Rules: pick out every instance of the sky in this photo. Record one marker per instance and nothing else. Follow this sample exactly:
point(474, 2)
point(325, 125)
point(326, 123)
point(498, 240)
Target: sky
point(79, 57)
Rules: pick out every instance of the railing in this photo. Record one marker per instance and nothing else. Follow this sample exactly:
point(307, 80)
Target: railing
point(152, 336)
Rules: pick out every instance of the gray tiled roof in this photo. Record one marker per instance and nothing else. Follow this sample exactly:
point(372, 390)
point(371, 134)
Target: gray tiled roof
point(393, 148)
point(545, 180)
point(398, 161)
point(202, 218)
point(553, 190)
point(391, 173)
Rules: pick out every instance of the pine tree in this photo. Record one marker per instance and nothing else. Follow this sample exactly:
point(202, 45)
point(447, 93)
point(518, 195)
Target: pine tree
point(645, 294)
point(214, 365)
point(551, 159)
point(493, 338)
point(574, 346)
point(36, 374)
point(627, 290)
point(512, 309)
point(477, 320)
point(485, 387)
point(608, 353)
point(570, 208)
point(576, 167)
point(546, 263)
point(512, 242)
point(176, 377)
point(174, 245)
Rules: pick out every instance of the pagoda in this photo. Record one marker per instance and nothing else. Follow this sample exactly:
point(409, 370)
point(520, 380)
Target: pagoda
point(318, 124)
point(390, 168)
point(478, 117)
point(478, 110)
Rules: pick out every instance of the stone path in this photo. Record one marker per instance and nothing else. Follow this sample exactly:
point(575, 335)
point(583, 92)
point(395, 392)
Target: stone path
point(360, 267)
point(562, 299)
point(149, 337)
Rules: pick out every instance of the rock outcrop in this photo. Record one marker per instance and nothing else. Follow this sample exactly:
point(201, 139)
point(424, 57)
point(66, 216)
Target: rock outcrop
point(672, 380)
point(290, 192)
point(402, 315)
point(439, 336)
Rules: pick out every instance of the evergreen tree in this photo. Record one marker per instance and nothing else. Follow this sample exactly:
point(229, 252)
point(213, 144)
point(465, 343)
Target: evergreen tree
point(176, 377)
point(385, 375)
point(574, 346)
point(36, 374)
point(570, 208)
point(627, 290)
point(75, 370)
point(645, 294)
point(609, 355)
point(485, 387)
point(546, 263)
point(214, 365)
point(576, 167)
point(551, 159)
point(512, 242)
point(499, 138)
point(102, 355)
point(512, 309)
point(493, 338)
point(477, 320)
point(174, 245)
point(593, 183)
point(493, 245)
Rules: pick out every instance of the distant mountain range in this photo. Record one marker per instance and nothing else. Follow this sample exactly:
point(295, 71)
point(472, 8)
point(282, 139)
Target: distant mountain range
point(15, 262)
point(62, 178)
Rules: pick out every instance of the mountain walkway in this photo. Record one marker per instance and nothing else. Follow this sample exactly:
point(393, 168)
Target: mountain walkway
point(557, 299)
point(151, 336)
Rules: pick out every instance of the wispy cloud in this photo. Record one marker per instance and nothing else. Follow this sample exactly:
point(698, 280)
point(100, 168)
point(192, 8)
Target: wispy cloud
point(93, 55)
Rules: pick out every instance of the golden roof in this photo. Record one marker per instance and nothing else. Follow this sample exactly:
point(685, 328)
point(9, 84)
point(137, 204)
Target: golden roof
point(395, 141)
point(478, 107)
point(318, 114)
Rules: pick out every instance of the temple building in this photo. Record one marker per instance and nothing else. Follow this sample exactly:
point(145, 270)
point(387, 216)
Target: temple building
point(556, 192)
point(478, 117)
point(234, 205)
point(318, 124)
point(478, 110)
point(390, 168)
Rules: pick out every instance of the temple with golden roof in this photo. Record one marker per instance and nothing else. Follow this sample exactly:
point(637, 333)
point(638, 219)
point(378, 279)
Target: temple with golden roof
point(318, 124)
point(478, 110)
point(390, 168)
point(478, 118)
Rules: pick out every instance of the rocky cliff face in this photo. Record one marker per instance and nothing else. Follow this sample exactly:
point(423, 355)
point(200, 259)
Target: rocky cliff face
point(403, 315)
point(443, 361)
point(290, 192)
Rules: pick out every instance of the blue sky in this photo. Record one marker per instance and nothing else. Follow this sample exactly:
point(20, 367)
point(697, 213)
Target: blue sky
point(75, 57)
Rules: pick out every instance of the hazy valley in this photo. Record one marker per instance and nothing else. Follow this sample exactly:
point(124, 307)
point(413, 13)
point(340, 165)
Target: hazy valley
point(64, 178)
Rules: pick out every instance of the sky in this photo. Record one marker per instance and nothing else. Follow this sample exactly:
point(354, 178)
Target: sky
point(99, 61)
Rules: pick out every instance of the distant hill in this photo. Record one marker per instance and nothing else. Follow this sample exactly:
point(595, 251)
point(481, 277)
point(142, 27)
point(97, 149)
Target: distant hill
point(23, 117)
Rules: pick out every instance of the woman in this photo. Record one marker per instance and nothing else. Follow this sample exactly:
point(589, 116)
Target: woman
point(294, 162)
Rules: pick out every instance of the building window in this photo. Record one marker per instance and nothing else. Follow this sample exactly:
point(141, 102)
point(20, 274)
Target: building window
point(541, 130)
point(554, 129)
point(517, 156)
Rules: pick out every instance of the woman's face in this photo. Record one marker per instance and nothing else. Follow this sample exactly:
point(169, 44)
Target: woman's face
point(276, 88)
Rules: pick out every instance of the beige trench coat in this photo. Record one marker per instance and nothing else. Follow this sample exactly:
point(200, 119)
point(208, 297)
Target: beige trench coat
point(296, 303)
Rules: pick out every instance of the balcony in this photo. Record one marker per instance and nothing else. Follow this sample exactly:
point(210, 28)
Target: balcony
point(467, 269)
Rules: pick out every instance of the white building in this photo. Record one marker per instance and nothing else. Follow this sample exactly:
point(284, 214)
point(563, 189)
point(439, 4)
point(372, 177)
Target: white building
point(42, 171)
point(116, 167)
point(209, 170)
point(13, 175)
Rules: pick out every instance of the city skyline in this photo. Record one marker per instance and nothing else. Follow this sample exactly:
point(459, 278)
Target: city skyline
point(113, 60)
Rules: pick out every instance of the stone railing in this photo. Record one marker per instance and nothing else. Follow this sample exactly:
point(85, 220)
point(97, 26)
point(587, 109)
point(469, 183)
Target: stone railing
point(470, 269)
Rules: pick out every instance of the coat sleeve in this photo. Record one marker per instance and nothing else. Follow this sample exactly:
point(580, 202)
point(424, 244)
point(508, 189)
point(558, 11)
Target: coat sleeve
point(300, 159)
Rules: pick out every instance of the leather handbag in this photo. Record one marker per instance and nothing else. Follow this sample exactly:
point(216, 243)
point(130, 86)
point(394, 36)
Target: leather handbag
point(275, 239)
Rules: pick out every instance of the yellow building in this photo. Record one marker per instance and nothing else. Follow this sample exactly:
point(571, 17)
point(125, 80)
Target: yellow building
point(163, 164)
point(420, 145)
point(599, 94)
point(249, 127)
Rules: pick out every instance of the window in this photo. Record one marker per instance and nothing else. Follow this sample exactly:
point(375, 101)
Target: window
▬▬▬▬▬▬
ABOUT THIS EXERCISE.
Take the stretch of lines above from the one containing "Target: blue sky" through the one containing "point(354, 178)" and repeat it exactly, adding no other line.

SOLVED EXERCISE.
Target: blue sky
point(75, 57)
Rules: pick out every instance of the hazy valley in this photo. Record one marker per instance and nothing else. Follow this sample exactly:
point(124, 307)
point(413, 13)
point(340, 165)
Target: hazy valley
point(64, 178)
Rules: pick out every instance of the sky in this photo. Record one marker per instance and nothing else. Follow this sample exactly:
point(354, 178)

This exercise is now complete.